◆ **Requirement**: Repeat the entries exactly, keeping every line as it is.

Natural-language object grounding data:
● ● ●

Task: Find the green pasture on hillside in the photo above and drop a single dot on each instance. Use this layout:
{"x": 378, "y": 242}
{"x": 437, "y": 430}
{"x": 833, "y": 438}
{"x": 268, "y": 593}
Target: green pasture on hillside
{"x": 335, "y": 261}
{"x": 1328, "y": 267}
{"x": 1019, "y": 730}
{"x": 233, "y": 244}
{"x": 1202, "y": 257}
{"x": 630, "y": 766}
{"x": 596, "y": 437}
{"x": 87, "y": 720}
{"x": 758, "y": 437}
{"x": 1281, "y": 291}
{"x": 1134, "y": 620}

● ● ●

◆ **Solved exercise**:
Task: Find the green pasture on hillside in the photo above and drop a single dot on each instance. Use this layout:
{"x": 378, "y": 242}
{"x": 437, "y": 430}
{"x": 833, "y": 438}
{"x": 268, "y": 593}
Target: green pasture on hillside
{"x": 335, "y": 261}
{"x": 1328, "y": 267}
{"x": 1019, "y": 730}
{"x": 233, "y": 244}
{"x": 1202, "y": 257}
{"x": 630, "y": 766}
{"x": 596, "y": 437}
{"x": 87, "y": 720}
{"x": 758, "y": 437}
{"x": 1281, "y": 291}
{"x": 1134, "y": 620}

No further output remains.